→ **EXERCISE AIM**
Without changing anything, copy out each entry.

[Referring expression pointing data]

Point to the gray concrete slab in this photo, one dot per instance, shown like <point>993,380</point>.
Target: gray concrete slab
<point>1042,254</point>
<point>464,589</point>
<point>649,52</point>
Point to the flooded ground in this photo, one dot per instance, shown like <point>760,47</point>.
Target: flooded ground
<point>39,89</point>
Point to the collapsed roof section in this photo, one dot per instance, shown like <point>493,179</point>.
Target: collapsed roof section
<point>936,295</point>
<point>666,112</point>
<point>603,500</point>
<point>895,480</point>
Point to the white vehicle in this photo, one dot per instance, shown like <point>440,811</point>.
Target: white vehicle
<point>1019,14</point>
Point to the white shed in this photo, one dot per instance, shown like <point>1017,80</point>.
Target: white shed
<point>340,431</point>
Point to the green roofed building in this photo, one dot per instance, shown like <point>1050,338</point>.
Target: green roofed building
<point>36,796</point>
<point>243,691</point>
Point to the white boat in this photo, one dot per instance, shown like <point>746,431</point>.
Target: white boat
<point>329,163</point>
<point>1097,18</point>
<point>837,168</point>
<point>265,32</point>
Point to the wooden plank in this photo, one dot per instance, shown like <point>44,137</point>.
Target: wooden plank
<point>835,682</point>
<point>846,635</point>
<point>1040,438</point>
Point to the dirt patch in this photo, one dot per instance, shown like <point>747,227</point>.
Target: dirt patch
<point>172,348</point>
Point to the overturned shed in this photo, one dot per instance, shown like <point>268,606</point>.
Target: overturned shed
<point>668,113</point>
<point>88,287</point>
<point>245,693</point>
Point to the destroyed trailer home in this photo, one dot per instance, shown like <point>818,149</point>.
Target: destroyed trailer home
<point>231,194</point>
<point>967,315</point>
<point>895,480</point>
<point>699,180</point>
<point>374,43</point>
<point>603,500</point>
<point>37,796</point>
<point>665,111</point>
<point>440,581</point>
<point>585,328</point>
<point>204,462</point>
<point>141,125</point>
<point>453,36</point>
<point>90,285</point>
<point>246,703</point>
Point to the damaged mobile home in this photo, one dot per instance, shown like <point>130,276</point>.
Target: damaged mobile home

→ **YOUR RESPONSE**
Point to the gray concrete slab in this photo, one dot per instance, shown like <point>993,380</point>.
Target: gray concrete slab
<point>1042,254</point>
<point>464,589</point>
<point>649,52</point>
Point to the flooded ground in this photo, one dot per instance, shown like <point>760,47</point>.
Target: flooded ground
<point>39,89</point>
Point to the collapsed roof section in this photo, one dot per instance, shown like <point>493,179</point>.
Target: collapsed roof section
<point>936,295</point>
<point>666,112</point>
<point>603,500</point>
<point>895,480</point>
Point to the white vehicle in this photo, one dot per instance, shown like <point>440,811</point>.
Target: white vehicle
<point>1019,14</point>
Point to the white shed in this photo, one dot per instance, shown like <point>1017,80</point>.
Target: white shed
<point>340,431</point>
Point to the green roofed building in this photo, one dot per instance, shown like <point>1050,338</point>.
Target: green roofed building
<point>36,796</point>
<point>243,691</point>
Point to the white boat in this photo, one dot per instance, shown like <point>746,431</point>.
Target: white boat
<point>329,163</point>
<point>1097,18</point>
<point>837,168</point>
<point>265,32</point>
Point to the wooden plank in this photo, one dot per instance, shown like <point>44,137</point>.
Target: wooden plank
<point>835,682</point>
<point>846,635</point>
<point>1040,438</point>
Point to the dirt patch in this photo, one dot per instance, shown like <point>747,227</point>.
Target: dirt patch
<point>172,348</point>
Point to the overturned shed in this photo, one dot per instance, shown like <point>268,606</point>.
Target: overturned shed
<point>668,113</point>
<point>88,287</point>
<point>245,693</point>
Point to the destroyed trailer home in this photo, one dot per instance, shown like <point>818,149</point>.
Target: destroyed trailer home
<point>231,194</point>
<point>967,315</point>
<point>895,480</point>
<point>699,180</point>
<point>374,43</point>
<point>603,500</point>
<point>37,796</point>
<point>665,111</point>
<point>440,581</point>
<point>585,328</point>
<point>204,462</point>
<point>141,125</point>
<point>453,36</point>
<point>90,285</point>
<point>246,703</point>
Point to the damaged mobile home in this photo, one dot per instance, shown like <point>130,276</point>.
Target: damaged mobile home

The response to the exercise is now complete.